The last five raw data samples are used as features in our model, resulting in a total of 65 features. In the case of multivariate data forecasting, we calculate the Pearson correlation coefficient for every pair of time series signals. Figure 6 shows our feature extraction procedure with multiple windows.

Fig. 6
figure 6

Multiple windows for time domain features

Subsequently, we eliminate the less important or irrelevant features using XGBoost with a loss function on MWSE. The features with an importance factor lower than 1e-6 are removed. Then, binary PSO is employed to select the best features with respect to an objective function based on MWSE. Finally, we use ridge regression for forecasting. Algorithm 1 presents our proposed method in detail. In the case of multivariate time series, the algorithm is repeatedly applied to each signal.

Rows from a dataset
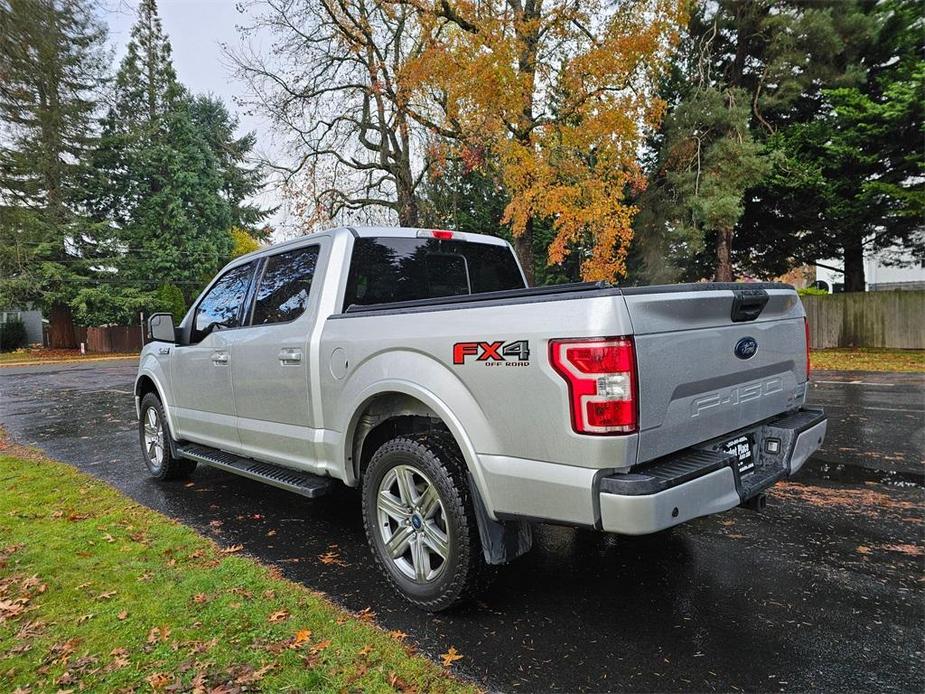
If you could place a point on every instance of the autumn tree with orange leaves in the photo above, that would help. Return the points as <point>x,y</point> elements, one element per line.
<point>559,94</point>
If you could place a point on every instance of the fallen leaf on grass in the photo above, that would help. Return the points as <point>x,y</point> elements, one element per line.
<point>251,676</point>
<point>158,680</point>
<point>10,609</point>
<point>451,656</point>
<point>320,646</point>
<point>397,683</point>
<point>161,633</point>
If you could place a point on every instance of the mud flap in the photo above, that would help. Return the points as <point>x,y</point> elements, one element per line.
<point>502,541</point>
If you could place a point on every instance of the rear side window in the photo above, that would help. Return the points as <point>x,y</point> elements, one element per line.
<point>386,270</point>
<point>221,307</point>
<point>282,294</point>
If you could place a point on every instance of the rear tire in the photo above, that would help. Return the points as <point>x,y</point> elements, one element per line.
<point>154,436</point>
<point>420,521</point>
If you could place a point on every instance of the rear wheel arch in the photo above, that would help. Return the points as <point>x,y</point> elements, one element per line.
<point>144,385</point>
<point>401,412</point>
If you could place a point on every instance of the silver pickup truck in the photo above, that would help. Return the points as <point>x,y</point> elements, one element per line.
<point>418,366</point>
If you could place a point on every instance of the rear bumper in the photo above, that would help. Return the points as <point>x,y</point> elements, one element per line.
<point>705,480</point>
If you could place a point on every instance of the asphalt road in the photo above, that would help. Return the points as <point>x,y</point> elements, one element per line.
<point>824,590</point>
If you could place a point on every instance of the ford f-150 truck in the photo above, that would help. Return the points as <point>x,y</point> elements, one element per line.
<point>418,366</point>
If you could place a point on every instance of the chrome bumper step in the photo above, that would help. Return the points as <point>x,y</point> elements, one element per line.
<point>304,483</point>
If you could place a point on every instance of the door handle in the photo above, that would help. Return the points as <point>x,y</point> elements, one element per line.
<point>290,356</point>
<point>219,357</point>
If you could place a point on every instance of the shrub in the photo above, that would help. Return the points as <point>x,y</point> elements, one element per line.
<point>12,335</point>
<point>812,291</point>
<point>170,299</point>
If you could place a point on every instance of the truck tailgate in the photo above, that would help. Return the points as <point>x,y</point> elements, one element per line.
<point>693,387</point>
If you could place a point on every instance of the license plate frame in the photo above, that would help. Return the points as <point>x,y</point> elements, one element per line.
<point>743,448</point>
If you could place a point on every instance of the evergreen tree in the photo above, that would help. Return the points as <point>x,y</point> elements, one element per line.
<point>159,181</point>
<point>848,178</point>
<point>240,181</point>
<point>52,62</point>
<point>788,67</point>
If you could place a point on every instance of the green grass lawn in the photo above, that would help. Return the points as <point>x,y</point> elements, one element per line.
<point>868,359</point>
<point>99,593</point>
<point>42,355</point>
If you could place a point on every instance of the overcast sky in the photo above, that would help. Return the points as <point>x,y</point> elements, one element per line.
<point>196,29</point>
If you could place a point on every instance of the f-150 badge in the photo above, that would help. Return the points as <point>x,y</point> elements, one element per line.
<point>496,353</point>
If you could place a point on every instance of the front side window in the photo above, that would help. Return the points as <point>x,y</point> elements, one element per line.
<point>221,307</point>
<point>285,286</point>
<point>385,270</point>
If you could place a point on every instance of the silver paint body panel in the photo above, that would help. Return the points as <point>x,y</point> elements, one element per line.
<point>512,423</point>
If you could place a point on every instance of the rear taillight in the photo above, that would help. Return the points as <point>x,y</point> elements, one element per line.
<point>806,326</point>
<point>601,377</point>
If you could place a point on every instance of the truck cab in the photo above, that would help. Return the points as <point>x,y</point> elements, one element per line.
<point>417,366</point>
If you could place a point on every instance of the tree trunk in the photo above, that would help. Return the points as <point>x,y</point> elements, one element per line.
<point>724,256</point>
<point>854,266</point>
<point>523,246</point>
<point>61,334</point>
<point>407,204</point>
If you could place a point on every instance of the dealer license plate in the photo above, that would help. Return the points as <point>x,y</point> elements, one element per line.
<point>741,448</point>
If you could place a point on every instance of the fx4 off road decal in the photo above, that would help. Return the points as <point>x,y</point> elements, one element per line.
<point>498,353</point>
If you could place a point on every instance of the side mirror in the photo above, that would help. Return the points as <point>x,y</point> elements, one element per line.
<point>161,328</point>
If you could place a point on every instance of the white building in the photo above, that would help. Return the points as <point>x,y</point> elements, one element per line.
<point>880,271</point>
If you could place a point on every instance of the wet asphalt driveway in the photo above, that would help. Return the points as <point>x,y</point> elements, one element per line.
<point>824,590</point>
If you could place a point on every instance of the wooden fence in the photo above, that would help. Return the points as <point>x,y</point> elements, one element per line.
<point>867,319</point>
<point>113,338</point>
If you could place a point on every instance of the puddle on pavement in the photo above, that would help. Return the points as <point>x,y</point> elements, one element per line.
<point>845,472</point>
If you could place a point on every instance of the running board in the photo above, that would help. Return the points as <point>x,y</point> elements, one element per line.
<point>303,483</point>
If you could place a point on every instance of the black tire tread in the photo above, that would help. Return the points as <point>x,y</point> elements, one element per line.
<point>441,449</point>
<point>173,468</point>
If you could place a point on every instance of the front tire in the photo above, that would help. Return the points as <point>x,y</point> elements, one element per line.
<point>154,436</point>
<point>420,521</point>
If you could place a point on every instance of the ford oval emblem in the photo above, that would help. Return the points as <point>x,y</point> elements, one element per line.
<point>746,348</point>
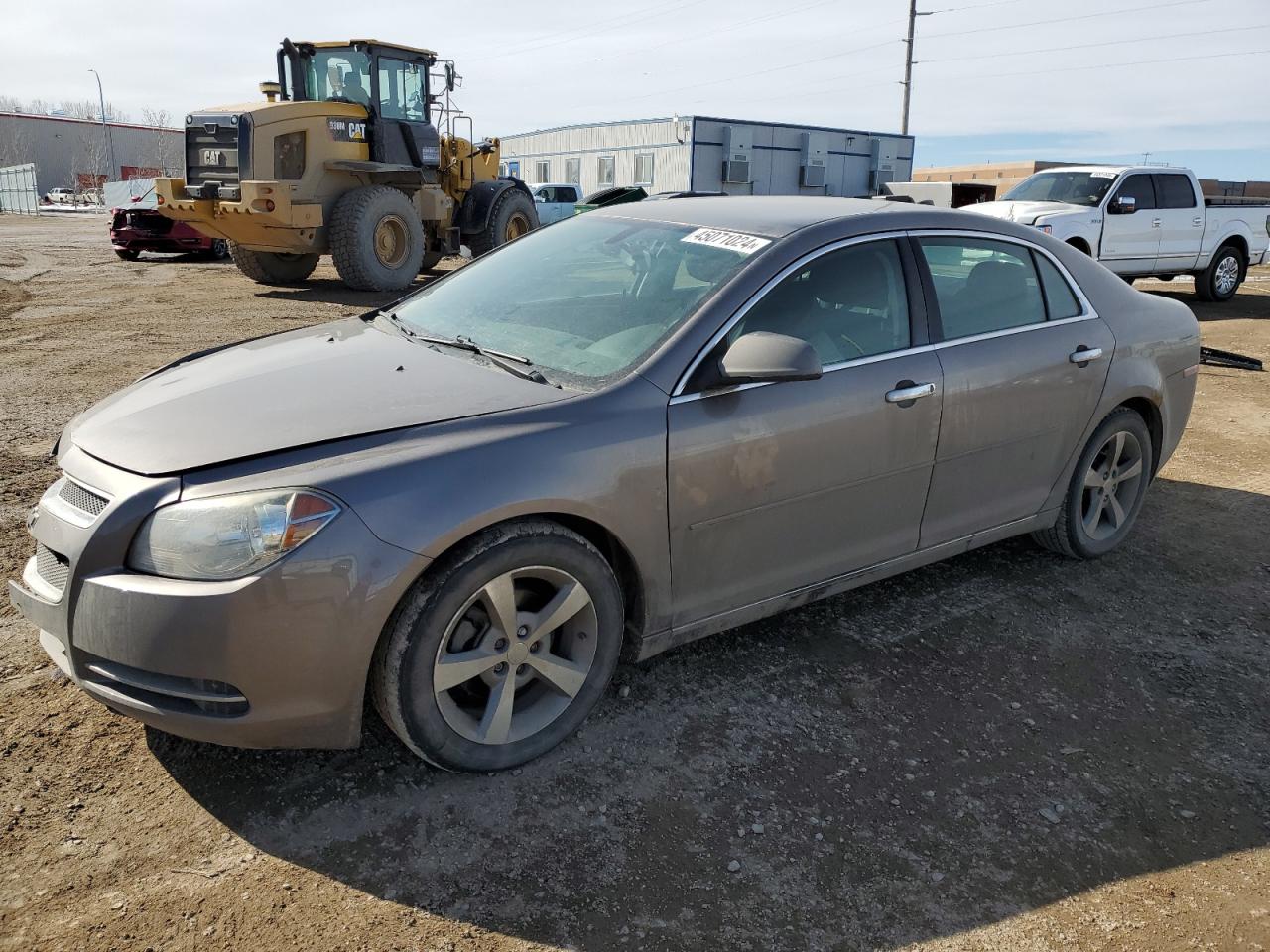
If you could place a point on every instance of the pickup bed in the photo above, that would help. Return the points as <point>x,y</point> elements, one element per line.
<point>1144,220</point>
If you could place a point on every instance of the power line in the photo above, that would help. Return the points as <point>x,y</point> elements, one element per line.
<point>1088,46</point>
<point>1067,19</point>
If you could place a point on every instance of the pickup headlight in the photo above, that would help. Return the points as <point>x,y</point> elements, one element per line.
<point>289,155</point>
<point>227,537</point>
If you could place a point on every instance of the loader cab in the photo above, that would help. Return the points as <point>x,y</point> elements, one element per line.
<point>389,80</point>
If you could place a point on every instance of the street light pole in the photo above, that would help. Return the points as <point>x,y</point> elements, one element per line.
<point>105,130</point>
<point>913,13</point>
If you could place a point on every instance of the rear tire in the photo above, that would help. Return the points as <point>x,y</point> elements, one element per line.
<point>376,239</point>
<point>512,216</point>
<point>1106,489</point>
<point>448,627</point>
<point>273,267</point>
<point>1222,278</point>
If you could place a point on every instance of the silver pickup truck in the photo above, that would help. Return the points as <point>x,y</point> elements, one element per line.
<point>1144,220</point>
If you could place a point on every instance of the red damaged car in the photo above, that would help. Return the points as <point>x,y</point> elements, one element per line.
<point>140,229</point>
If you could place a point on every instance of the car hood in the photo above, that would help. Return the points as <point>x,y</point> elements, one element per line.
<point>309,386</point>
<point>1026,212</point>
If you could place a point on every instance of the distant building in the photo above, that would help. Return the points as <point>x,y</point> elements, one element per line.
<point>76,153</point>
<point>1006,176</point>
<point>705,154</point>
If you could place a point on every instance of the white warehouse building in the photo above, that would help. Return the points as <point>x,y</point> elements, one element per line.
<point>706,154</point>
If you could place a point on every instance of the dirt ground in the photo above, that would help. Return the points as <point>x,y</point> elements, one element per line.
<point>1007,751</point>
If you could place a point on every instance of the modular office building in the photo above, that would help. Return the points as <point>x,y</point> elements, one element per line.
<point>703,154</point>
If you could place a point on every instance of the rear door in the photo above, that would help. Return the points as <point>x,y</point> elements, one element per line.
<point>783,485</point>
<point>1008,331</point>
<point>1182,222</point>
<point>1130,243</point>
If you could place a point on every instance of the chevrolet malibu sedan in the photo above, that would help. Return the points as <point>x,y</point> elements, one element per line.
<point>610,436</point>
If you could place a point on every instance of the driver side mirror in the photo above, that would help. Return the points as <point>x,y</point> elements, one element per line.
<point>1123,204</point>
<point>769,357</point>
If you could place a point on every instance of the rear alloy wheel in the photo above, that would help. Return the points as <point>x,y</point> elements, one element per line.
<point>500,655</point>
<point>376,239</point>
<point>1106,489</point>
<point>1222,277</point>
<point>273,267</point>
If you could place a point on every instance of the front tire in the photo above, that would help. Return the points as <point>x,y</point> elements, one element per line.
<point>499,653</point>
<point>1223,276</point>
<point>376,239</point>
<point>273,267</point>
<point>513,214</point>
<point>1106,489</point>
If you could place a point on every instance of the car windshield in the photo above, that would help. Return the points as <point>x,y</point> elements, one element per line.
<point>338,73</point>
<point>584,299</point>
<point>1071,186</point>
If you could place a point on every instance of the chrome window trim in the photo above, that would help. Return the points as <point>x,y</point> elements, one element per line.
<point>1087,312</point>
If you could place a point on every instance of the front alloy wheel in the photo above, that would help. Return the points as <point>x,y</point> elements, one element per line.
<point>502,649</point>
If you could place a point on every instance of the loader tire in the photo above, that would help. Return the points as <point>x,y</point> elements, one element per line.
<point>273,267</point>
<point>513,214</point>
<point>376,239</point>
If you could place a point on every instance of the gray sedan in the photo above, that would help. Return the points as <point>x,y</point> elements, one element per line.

▶ [REQUIREMENTS]
1. Answer the following questions using the forecasting text:
(a) How many features result from using the last five raw data samples?
(b) Features with an importance factor lower than what value are removed?
(c) Which method is used for forecasting?
2. Identify every line in the rows that contains the word "grass", and copy each such line.
The rows have no connection to the forecasting text.

▶ [EXPECTED RESULTS]
1.
(a) 65
(b) 1e-6
(c) Ridge regression

2.
If you could place a point on every instance of the fallen leaf on grass in the photo above, that would help. Return the points as <point>x,y</point> elements, one element per line.
If you could place a point on every instance of the green grass lawn in the photo above, that would help. Return the points as <point>x,y</point> elements, one element per line.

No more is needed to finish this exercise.